## TASK TO CARRY OUT
Using the motorcycle import thread, explain why the first poster plans to import a motorcycle rather than buy one locally.

# Importing Motorcycle



## missmika (Feb 23, 2016)

Hi,

Has anyone imported their motorcycle(s) to Cyprus yet? 
I'm looking into importing my motorcycle in... I was looking over their classified but super rip offs from sellers since, I guess, no one is super knowledgeable about it compared to USA... in terms of what's a rip off or not. So I decided to import it in unless I find someone reasonable. 

Also... I have my license here plus my M1 (USA license), I did some research but just wanted to gain insight into other's experiences. Seems like I can drive a car and ride a motorcycle with my current USA license for 6 months then switch over to taking their tests after proof of residency. 

Cheers!
Mika:eyebrows:


----------



## SiAnDem (Jan 8, 2016)

Hi Mika,

Don't know anything about motorcycles or importing them, but as far as your license is concerned, my understanding is that with your US license you can drive in Cyprus for a year, and then all you have to do, provided you have residency, is go to the equivalent of the DMV and exchange your US license for a Cypriot one. No test required!

## RECORDS PROVIDED
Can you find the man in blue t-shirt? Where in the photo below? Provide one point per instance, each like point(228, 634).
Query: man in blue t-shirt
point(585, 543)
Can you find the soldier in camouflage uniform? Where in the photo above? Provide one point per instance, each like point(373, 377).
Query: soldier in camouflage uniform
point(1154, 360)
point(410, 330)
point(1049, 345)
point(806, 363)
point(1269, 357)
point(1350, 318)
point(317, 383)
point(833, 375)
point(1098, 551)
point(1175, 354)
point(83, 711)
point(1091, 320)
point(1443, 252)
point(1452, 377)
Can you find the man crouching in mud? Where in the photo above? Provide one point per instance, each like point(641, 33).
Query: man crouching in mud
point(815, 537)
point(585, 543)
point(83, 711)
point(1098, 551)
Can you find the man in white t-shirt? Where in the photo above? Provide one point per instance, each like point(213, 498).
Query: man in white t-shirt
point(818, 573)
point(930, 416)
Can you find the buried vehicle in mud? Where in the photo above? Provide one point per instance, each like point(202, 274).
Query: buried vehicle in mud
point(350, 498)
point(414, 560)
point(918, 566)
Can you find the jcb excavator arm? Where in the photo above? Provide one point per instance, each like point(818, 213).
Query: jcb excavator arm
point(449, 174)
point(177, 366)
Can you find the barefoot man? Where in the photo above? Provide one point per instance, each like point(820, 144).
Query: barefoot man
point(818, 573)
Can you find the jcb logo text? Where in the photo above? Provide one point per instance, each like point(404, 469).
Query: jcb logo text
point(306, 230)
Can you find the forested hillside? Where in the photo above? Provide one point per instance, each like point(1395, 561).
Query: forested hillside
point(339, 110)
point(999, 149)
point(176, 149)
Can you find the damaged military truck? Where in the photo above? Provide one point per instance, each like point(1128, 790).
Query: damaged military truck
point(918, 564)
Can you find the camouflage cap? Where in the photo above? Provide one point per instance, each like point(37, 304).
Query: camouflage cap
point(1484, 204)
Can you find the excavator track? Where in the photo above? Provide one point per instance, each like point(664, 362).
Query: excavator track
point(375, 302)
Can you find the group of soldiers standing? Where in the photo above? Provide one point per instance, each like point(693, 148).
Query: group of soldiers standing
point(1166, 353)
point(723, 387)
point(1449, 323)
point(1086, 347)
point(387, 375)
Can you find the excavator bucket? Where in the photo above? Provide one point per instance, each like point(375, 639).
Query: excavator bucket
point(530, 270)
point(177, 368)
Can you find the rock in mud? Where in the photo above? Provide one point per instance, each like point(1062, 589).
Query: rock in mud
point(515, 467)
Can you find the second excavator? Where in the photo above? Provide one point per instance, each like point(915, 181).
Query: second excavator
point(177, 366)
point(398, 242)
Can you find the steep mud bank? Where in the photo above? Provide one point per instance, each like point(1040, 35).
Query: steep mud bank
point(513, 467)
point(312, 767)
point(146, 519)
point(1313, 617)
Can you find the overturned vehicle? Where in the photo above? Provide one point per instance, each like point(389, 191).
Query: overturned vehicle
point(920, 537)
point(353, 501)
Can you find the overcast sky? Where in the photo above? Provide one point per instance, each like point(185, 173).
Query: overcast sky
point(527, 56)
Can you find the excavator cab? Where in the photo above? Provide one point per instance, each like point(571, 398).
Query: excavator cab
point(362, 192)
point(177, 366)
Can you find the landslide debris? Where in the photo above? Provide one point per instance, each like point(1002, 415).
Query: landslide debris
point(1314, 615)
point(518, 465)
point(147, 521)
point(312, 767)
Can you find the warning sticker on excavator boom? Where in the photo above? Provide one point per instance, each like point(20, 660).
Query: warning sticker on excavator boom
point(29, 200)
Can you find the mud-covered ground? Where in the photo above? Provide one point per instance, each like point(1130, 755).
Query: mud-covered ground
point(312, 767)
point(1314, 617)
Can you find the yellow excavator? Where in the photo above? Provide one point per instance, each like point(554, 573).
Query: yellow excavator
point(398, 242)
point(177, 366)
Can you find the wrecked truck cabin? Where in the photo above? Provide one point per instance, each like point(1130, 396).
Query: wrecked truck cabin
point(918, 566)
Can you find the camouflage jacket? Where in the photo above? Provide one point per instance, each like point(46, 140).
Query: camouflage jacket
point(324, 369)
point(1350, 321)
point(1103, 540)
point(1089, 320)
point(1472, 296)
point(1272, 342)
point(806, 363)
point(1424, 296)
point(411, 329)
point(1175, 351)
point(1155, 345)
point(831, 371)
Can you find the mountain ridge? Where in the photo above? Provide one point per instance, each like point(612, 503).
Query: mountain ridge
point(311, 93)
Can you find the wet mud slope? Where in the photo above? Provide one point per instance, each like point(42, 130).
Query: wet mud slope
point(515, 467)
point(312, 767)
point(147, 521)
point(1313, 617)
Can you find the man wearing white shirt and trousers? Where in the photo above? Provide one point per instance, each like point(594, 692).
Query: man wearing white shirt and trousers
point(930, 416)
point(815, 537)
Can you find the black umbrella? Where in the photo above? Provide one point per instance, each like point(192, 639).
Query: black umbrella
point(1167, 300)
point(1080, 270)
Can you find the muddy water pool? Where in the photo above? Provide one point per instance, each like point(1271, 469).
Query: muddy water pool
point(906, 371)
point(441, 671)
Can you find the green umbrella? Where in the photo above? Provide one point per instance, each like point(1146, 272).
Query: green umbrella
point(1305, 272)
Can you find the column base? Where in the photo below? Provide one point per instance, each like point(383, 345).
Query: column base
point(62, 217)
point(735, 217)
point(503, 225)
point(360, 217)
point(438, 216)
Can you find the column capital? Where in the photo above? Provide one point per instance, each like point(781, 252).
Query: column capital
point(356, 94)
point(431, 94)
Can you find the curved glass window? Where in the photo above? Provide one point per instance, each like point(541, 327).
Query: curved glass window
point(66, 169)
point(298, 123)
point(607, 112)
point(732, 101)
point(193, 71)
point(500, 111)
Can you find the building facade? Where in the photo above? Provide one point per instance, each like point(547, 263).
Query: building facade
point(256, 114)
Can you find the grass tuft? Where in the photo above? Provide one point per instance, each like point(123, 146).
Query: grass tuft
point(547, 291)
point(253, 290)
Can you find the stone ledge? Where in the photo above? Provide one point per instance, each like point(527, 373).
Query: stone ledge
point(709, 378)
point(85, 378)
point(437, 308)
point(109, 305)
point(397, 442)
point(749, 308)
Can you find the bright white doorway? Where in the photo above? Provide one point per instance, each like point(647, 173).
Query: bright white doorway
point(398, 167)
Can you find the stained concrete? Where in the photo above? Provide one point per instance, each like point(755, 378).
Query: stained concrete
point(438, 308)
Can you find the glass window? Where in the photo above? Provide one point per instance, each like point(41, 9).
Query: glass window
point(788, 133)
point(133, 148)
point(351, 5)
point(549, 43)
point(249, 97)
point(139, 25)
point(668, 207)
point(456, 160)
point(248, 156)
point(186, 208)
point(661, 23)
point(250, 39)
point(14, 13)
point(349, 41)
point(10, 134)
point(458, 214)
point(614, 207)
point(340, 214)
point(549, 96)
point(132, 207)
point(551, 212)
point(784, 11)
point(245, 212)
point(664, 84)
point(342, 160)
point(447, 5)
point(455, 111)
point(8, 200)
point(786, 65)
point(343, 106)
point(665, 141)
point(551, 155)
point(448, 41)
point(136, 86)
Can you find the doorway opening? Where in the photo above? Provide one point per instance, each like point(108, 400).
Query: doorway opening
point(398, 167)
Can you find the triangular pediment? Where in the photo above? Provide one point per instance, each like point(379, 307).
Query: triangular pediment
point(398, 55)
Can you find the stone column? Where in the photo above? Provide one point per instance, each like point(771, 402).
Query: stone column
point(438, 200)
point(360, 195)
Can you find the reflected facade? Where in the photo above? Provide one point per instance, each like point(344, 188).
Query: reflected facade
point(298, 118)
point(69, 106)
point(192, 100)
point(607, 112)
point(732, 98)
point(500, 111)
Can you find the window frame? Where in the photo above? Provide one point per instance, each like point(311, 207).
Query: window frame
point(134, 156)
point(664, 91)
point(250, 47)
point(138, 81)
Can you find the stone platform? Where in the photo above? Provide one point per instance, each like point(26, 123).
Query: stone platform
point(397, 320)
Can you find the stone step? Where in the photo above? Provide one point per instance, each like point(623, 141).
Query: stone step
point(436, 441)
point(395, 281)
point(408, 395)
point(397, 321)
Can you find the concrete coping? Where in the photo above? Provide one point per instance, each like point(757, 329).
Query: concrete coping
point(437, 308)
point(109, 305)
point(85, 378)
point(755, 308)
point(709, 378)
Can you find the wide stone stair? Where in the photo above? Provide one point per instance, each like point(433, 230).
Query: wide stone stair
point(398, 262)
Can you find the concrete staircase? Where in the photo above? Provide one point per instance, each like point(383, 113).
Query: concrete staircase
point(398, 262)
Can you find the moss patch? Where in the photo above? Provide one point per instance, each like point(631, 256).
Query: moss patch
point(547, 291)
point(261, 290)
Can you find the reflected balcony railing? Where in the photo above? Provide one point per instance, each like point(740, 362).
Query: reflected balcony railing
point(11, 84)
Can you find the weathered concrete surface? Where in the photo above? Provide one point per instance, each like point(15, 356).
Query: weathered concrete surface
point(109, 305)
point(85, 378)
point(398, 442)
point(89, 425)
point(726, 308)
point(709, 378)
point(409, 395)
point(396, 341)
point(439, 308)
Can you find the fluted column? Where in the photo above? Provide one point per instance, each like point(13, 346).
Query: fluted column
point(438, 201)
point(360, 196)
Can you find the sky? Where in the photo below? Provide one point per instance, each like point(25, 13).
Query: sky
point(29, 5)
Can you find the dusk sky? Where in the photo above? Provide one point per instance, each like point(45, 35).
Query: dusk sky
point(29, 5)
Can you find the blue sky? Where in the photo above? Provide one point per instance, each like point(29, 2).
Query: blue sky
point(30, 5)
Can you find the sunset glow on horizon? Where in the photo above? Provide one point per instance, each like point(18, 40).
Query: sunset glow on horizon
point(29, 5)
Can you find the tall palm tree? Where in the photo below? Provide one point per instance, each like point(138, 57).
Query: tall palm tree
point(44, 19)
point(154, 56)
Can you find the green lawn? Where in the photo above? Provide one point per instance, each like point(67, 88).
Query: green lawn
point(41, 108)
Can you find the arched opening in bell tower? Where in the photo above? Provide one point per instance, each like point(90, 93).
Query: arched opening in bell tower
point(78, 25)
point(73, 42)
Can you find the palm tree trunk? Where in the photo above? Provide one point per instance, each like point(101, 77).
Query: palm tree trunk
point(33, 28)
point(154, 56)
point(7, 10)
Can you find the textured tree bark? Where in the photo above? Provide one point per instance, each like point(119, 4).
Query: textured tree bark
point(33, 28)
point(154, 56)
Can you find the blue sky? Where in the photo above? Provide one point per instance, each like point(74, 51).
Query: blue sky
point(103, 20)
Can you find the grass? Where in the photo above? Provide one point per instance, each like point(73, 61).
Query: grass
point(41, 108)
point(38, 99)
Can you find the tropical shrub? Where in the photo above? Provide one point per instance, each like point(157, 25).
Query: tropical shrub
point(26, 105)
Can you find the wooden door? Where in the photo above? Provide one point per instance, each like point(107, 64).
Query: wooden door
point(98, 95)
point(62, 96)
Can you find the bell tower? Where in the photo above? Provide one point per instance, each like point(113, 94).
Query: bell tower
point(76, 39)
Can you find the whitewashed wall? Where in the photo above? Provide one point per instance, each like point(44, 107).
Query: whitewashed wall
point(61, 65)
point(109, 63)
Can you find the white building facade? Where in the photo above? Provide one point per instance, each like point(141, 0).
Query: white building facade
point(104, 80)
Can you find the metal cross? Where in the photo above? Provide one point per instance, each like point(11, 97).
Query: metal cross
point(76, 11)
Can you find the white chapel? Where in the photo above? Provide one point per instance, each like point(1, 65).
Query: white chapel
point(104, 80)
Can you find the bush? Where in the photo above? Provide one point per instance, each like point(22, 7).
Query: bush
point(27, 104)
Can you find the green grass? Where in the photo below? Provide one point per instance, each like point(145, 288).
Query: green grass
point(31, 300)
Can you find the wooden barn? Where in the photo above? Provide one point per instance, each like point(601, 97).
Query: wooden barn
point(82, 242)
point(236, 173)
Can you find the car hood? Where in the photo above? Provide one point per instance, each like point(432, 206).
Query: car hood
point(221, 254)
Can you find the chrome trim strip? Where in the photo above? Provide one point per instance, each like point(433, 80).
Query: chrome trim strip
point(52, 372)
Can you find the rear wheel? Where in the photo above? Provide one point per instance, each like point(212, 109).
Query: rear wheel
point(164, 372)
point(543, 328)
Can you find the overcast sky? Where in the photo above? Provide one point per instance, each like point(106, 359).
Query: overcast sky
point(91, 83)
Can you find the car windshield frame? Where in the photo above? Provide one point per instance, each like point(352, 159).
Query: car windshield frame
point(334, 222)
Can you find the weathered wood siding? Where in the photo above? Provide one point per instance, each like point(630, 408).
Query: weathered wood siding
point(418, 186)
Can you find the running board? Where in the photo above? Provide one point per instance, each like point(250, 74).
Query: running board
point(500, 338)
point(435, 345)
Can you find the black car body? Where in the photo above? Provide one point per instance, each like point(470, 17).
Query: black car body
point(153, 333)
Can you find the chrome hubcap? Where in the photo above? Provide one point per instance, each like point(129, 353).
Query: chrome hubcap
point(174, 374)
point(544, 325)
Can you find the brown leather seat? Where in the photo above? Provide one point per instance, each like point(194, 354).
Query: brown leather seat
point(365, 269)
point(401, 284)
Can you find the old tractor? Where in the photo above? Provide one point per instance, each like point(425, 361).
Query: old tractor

## EXERCISE SOLUTION
The first poster found the local classified listings to be "super rip offs," and guesses this is because nobody there is as knowledgeable as buyers in the USA about what counts as a rip-off. The poster therefore plans to import the motorcycle unless a reasonably priced seller turns up.